▶ _Source_
______________________________

# General > Forum Support Shopping Mall >  Support the Forum, Shop at MySmartSponsor.com

## Chris

Many moons ago someone suggested they wanted to help the forums out, and thought to click on the ads. I said thank you, but please only click on ads that interest you, otherwise it is clickfraud and isn't going to help anyone. So instead I created the forum shopping mall, where clicking and shopping can be encouraged.

This was such a good idea I thought that maybe I could turn it into a centralized service able to be used by other sites or organizations, so I did.

MySmartSponsor.com allows anyone with a group, any sort of group, a forum, a nonprofit, a softball league, a gaming clan, an athletic club, any sort of group, to create an account and then refer people to the site who can then shop on behalf of the group, earning kickbacks to the group.

I just finished it today, well, not really finished it, but it is barely functional, so it is ready for use.

Currently the only "group" signed up is this forum, but after I do sufficient testing I will open it up for people to create their own groups.

______________________________

▶ _Supplied data_
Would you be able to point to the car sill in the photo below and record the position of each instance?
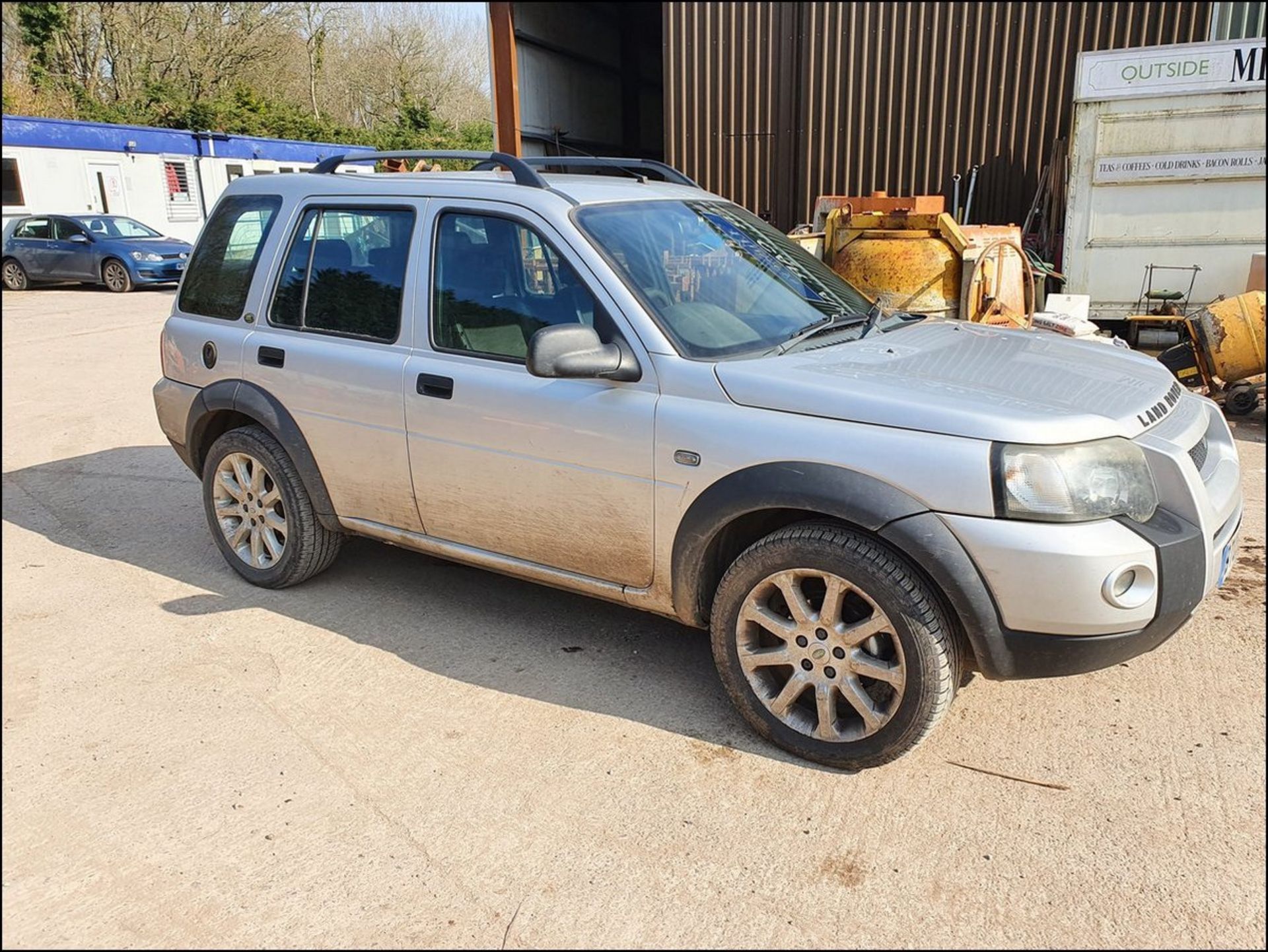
(485, 559)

______________________________

▶ _Written request 1_
Which kinds of groups does the forum post about MySmartSponsor.com list as examples that could create an account?
▶ _Written request 2_
Pick up the forum post about MySmartSponsor.com after its last sentence and carry it on.

▶ _Reply 1_
- a forum
- a nonprofit
- a softball league
- a gaming clan
- an athletic club

▶ _Reply 2_
So, to shop to benefit the forums (and help me test out this system) the URL is

http://www.mysmartsponsor.com/?site=1

Thanks.

----------


## RunsWithDeer

Says site not yet open when I go to the posted URL.

----------


## Justin Case

> Says site not yet open when I go to the posted URL.


It works for me,,      It looks like this,,,  (screen shot)

----------


## RunsWithDeer

Working now for me, not sure what was up earlier.

----------


## Chris

IF you went to the domain by itself it'd say that.

It needs the ?site=1 at the end to tag this site as the sponsor and to set a cookie on your computer (likewise, if you block cookies, it won't work). 

I will be continuing to add stores to it as I go.

----------


## LowKey

The first time you go, even with the 1, it says it's not up yet.
The second time, it's fine.

Need more Outdoor stores!  :Smile:

----------


## Chris

Really... hmm I will need to look into that.

----------


## Rick

Chris, it looks like its associated with setting the cookie. If I clear  cookies and go then it says it's not open. Once the cookie is set then I  can see the site.

----------


## Justin Case

I seen it the first time with the link in post 1,,  maybe its a browser thing ? i use Firefox,

----------


## Rick

Ditto on Firefox. Go to Tools and Clear Recent History including cookies. Then go to the site. I'll bet it says it's not ready. Bet ya, bet ya, bet ya.

----------


## Justin Case

> Ditto on Firefox. Go to Tools and Clear Recent History including cookies. Then go to the site. I'll bet it says it's not ready. Bet ya, bet ya, bet ya.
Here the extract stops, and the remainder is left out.